▶ _PASSAGE_:
>>>

ELIXIR Netherlands, together with ELIXIR groups from the UK, Italy and Sweden, as well as the European Bioinformatics Institute in the UK (EMBL-EBI), have recently finished an implementation study investigating how FAIR European Core Data Resources are.
European data resources are fundamentally important to the field of life sciences. Core Data resources you might be familiar with as a scientist in life sciences are Array Express (genomics database), ChEMBL (a database of bioactive drug-like small molecules) and Ensembl (a genome browser), to name a few. ELIXIR is committed to Open Access as a core principle and adherence to the FAIR guidelines for these resources. The implementation study therefore investigated if and how these Core Data Resources (CDRs) follow the FAIR principles and how the FAIRness of these CDRs could be further improved.
Who is ELIXIR? ELIXIR is a community of researchers within European life science organizations who work together to improve managing and safeguarding the increasing volume of data within their own discipline. The goal is to coordinate, integrate and sustain bioinformatics resources across its member states and enable users in academia and industry to access services that are vital for their research.
What are implementation studies? Implementation Studies are short technical projects that guide future service development, drive standards adoption and connect different groups within the European-wide ELIXIR community.

<<<

Natural language descriptions of regions:
>>>

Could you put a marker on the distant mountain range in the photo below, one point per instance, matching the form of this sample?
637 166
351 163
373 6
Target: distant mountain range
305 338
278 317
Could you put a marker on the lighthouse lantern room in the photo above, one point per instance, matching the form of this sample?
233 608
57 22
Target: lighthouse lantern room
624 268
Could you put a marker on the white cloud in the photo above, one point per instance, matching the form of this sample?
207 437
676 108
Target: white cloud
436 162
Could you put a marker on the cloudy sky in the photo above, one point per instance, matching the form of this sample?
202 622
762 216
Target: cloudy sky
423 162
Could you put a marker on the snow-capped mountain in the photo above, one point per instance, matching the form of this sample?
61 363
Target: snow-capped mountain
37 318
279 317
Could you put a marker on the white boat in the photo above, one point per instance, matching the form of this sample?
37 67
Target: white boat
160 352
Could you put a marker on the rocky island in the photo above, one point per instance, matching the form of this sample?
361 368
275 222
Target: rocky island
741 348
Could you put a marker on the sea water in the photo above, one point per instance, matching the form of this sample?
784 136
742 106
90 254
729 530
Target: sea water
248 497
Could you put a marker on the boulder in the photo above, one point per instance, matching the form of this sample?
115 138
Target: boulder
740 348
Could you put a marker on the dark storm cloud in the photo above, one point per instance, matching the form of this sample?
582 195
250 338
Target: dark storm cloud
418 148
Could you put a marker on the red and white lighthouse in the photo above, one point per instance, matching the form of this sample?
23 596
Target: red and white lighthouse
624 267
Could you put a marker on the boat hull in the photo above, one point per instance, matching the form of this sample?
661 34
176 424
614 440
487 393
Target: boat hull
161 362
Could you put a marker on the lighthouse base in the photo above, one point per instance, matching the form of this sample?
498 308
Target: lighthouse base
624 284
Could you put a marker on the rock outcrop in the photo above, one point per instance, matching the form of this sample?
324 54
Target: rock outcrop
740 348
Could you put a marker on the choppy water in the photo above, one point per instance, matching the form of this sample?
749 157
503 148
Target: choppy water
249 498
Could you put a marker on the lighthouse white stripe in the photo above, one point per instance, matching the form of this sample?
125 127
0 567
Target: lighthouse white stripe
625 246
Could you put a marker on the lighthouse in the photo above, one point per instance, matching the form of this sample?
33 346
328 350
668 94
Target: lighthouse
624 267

<<<

▶ _EXERCISE INSTRUCTIONS_:
(a) List the Core Data Resources that the ELIXIR text names as examples.
(b) Pick up the ELIXIR text after its last sentence and keep writing.
The lines are separate material and are not part of the ELIXIR text.

▶ _RESPONSE LIST_:
(a) Array Express, ChEMBL, Ensembl

(b)
Recent findings from this implementation study now confirm that the investigated CDRs have already implemented the FAIR principles to a large extent. In addition, the study formulated suggestions to further improve FAIRness of these core data resources. Subsequently, it described different evaluating approaches to measure FAIRness and created tools such as fairshake, fairsharing.org, and fairmetrics.org.
The FAIR principles are formulated as “guiding principles”, so that it can guide, rather than dictate how data is managed. And thus leaves room for the implementation of FAIR and will therefore vary between different data resources. Previously defined FAIR ‘maturity indicators’, as further matured by this study, can therefore serve as the foundation for different scientific communities to define best practices. This serves the ultimate goal of accelerating scientific discovery through data reuse.
A final report of this study in form of a research article is currently under preparation and will highlight best practices as well as challenges, when implementing the FAIR principles in data resources. Through this article the participants hope to improve the current and future data resources and possibly data repositories in general.